BEGIN
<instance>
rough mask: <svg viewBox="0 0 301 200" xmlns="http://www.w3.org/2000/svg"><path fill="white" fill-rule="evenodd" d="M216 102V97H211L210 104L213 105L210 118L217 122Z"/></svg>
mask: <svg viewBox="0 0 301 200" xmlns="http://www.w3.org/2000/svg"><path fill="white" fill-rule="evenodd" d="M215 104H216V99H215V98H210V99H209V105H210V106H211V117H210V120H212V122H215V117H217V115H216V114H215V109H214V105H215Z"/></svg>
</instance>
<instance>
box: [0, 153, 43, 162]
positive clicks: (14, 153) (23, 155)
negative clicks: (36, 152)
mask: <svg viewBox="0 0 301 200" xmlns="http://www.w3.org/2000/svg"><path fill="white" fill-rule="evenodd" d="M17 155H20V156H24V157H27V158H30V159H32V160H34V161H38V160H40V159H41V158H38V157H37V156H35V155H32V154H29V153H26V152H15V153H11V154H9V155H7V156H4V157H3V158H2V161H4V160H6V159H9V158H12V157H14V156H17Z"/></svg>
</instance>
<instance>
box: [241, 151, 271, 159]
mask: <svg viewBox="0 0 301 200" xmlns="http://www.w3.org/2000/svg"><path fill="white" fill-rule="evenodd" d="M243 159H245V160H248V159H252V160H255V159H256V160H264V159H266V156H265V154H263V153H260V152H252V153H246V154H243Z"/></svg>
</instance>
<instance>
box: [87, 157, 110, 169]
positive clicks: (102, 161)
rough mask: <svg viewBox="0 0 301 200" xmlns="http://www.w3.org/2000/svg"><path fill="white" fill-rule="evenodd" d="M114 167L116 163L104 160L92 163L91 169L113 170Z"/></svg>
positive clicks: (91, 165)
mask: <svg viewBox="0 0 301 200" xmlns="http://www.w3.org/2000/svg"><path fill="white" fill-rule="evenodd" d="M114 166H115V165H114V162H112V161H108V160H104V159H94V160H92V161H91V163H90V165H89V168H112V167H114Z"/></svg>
END
• _HOW TO COMPLETE THIS TASK_:
Please retype every entry above exactly as it stands.

• _TASK RESULT_:
<instance>
rough mask: <svg viewBox="0 0 301 200" xmlns="http://www.w3.org/2000/svg"><path fill="white" fill-rule="evenodd" d="M216 102V97H211L210 104L213 105L210 118L217 122Z"/></svg>
mask: <svg viewBox="0 0 301 200" xmlns="http://www.w3.org/2000/svg"><path fill="white" fill-rule="evenodd" d="M215 104H216V99H215V98H210V99H209V105H210V106H211V117H210V120H212V122H215V117H217V115H216V114H215V109H214V105H215Z"/></svg>
</instance>
<instance>
box: [0, 153, 43, 162]
positive clicks: (14, 153) (23, 155)
negative clicks: (36, 152)
mask: <svg viewBox="0 0 301 200" xmlns="http://www.w3.org/2000/svg"><path fill="white" fill-rule="evenodd" d="M17 155H20V156H24V157H27V158H30V159H32V160H34V161H38V160H40V159H41V158H38V157H37V156H35V155H32V154H29V153H26V152H15V153H11V154H9V155H7V156H4V157H3V158H2V161H4V160H6V159H9V158H12V157H14V156H17Z"/></svg>
</instance>
<instance>
box: [241, 151, 271, 159]
mask: <svg viewBox="0 0 301 200" xmlns="http://www.w3.org/2000/svg"><path fill="white" fill-rule="evenodd" d="M243 159H245V160H248V159H252V160H255V159H256V160H264V159H266V156H265V154H263V153H260V152H252V153H246V154H243Z"/></svg>
</instance>
<instance>
box: [87, 157, 110, 169]
positive clicks: (102, 161)
rough mask: <svg viewBox="0 0 301 200" xmlns="http://www.w3.org/2000/svg"><path fill="white" fill-rule="evenodd" d="M114 167L116 163L104 160L92 163L91 169L113 170Z"/></svg>
positive clicks: (91, 165)
mask: <svg viewBox="0 0 301 200" xmlns="http://www.w3.org/2000/svg"><path fill="white" fill-rule="evenodd" d="M114 166H115V165H114V162H112V161H108V160H104V159H94V160H92V161H91V163H90V165H89V168H112V167H114Z"/></svg>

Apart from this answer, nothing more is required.